EXERCISE REQUIREMENTS → Which lines of the listing below contain the word "JSON"? Copy each of them.

INPUT →
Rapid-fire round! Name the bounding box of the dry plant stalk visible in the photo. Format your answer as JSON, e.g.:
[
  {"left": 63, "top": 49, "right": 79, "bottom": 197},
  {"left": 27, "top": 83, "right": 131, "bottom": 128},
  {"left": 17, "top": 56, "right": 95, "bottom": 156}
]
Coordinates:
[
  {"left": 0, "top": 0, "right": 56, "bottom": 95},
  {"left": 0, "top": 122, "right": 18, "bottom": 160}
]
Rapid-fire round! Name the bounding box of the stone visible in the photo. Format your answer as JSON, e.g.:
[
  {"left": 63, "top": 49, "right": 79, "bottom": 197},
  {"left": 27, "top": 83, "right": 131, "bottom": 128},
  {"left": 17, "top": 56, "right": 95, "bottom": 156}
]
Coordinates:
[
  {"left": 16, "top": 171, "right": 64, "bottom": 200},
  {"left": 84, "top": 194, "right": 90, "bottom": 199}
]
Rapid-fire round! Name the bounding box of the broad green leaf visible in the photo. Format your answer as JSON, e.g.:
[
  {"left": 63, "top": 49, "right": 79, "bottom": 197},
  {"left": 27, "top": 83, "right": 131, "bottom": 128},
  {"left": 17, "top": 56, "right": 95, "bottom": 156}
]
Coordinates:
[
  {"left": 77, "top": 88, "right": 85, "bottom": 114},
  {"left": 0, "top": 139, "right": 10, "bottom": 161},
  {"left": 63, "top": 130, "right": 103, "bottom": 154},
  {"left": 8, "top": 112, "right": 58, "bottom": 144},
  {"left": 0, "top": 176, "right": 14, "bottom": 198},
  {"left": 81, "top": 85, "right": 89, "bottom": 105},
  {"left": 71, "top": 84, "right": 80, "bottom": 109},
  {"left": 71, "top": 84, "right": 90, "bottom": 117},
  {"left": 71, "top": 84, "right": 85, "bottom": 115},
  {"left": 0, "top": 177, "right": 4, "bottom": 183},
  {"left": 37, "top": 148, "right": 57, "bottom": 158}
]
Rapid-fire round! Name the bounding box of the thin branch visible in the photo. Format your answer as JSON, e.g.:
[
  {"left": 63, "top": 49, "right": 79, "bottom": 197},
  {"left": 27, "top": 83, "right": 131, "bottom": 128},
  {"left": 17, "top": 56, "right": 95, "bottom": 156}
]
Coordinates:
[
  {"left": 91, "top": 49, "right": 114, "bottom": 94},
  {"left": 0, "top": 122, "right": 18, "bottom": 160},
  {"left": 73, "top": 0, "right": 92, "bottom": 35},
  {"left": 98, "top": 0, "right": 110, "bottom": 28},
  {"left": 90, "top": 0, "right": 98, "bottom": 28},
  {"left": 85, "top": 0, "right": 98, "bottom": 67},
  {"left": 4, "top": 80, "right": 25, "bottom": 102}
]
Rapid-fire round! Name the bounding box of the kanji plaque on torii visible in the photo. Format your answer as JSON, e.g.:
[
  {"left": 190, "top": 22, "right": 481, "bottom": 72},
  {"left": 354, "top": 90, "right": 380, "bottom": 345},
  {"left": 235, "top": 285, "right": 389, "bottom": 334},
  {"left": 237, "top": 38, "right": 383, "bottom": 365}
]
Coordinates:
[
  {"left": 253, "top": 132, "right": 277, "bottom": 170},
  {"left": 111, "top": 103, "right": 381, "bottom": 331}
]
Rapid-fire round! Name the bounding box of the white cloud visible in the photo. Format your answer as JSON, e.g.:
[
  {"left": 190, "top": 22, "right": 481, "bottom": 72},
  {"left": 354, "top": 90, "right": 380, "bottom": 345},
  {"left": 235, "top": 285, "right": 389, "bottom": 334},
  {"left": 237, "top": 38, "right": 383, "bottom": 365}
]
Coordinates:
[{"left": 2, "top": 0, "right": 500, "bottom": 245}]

EXERCISE RESPONSE →
Rapid-fire round! Name the bounding box of the dry plant stalk visible in the photo. Format your answer as JSON, e.g.:
Rapid-fire round! Name the bounding box of the stone visible in the photo. Format your answer as JSON, e.g.:
Rapid-fire round! Name the bounding box of the broad green leaf visible in the photo. Format your answer as JSON, e.g.:
Rapid-fire round! Name the bounding box of the thin branch visible in the photo. Format your answer as JSON, e.g.:
Rapid-fire round! Name the bounding box of the kanji plaque on torii visible in the photo. Format your answer as JSON, e.g.:
Rapid-fire round! Name the bounding box of the white cloud visible in the photo. Format your answer as JSON, e.g.:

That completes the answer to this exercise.